• _Task brief_: Every entry is to be returned as it stands, apart from the pictures.

Stored records
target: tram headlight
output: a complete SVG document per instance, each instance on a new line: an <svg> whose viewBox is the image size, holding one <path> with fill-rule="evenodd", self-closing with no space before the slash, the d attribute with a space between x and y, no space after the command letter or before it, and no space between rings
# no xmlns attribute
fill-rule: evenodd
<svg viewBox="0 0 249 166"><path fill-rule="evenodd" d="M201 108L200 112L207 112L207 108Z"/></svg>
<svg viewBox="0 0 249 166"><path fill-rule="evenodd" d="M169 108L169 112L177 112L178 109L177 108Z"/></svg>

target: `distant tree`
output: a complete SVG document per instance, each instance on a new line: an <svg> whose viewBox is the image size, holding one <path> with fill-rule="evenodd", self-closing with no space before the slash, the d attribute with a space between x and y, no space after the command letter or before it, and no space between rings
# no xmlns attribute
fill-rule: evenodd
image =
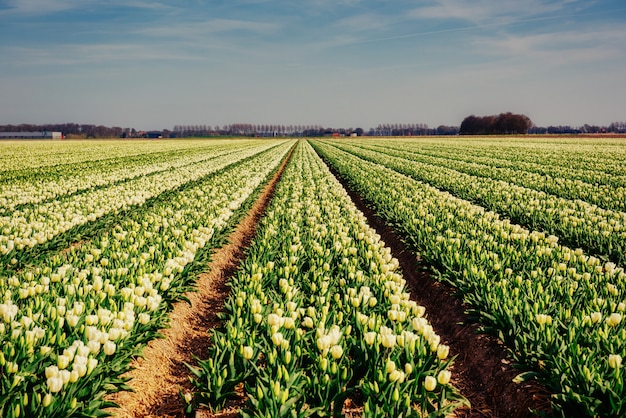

• _Result below_:
target: tram headlight
output: a complete SVG document per instance, each instance on a new line: an <svg> whose viewBox is the image size, holding one <path> with fill-rule="evenodd", self-closing with no space before the slash, the d attribute with a space between x and y, no space after the command letter or before it, and no space between rings
# no xmlns attribute
fill-rule: evenodd
<svg viewBox="0 0 249 166"><path fill-rule="evenodd" d="M201 108L200 112L207 112L207 108Z"/></svg>
<svg viewBox="0 0 249 166"><path fill-rule="evenodd" d="M169 108L169 112L177 112L178 109L177 108Z"/></svg>

target: `distant tree`
output: a complete SVG document per instance, each instance on a new line: an <svg> whose viewBox is the image size, holding one <path> with fill-rule="evenodd", self-closing with no space before the slash, the d attribute with a space between x and y, no space after the command letter or before it, and no space between rings
# no xmlns attribute
fill-rule: evenodd
image =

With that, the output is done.